--- Texto fornecido ---

Democratização pelas ondas do rádio


Confira a entrevista que a Associação Imagem Comunitária (AIC), parceira da Vira, fez com Cristiane Andriotti, pesquisadora e ex-integrante da Rádio Muda, uma das mais antigas do país. Na entrevista, Cristiane ressalta a importância da participação popular nas comunicações, e as dificuldades com as quais as rádios comunitárias costumam encontrar.

Fabiana Ibrahim, da Associação Imagem Comunitária (AIC)

As rádios comunitárias marcaram a cena brasileira nos anos 80 e, de lá pra cá, o movimento só vem crescendo. Atualmente, já são milhares de rádios de baixa potência espalhadas pelo território nacional, várias delas em situação irregular em decorrência das barreiras impostas pela legislação brasileira. Sobre o movimento de Rádios Livres e Comunitárias em nosso país, a Agência de Notícias conversou com Cristiane Andriotti, pesquisadora e ex-integrante da Rádio Muda (Campinas - SP), uma das mais antigas experiências de rádios livres universitárias do Brasil. Cristiane defendeu, pela UNICAMP, a dissertação "O movimento das rádios livres e comunitárias e a democratização dos meios de comunicação no Brasil", em abril de 2004.

Qual a diferença entre rádios livres, comunitárias e educativas?

--- Trecho dos dados ---
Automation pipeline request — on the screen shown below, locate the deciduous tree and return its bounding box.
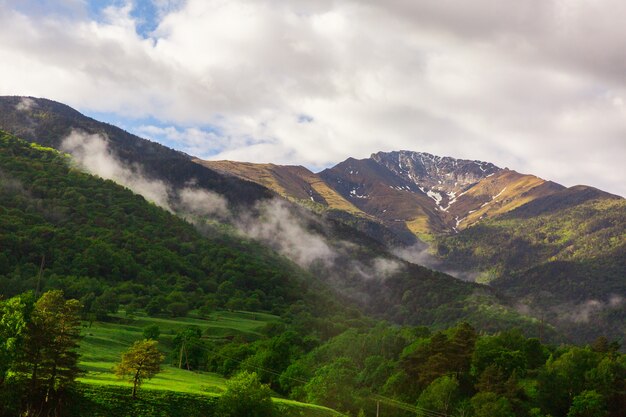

--- Exercícios propostos ---
**A)** No texto fornecido, em que mês e ano Cristiane Andriotti defendeu sua dissertação na UNICAMP?
**B)** Liste todas as organizações citadas pelo nome no texto fornecido.
**C)** Prossiga o texto fornecido, sobre rádios comunitárias, a partir do ponto em que ele termina.

--- Respostas ---
**A)** Em abril de 2004.

**B)** Associação Imagem Comunitária (AIC), Vira, Rádio Muda, Agência de Notícias, UNICAMP

**C)**
Cristiane: A legislação brasileira reconhece apenas as rádios comunitárias e educativas como gêneros radiofônicos que têm finalidade para apropriação pública, educativa, cultural e sem fins lucrativos. As rádios livres não possuem qualquer tipo de reconhecimento legal e se enquadram no que geralmente é denominado por "rádios clandestinas", ou "rádios piratas". Segundo Venício Artur de Lima, em recente estudo publicado pelo Observatório da Imprensa, as emissoras educativas ainda se diferenciam das comunitárias pela natureza das leis que as regulamentam.

Do ponto de vista de quem atua no meio radiofônico, ou mesmo do ponto de vista do ouvinte participativo, as experiências de rádios livres, comunitárias e educativas diferem ou se assemelham entre si variando de caso a caso. É importante frisar que não é o gênero - comunitário, livre, ou educativo - que determina a forma das apropriações, e sim o contrário: se há mobilização de um grupo representativo de uma comunidade, que se organiza para transmitir informações via rádio, mantendo esse caráter aberto e participativo como característica fundamental dessa emissora, ela pode ser considerada pública e democrática. O enquadramento legal da emissora em um ou outro gênero irá depender de diversos fatores: desde o desejo da comunidade por legalizar a experiência radiofônica, ou não, passando pelo acesso à assistência jurídica até a disponibilidade do poder público em atender a essas demandas. Há rádios constituídas legalmente como comunitárias, por exemplo, e que atuam na verdade como rádios comerciais, onde ocorre a centralização dos objetivos da emissora, das decisões e posicionamentos políticos, dos critérios de seleção de informações, de participação e dos lucros.

Como se iniciou o movimento de rádios comunitárias no Brasil e qual a importância dessas experiências naquela época e no panorama atual?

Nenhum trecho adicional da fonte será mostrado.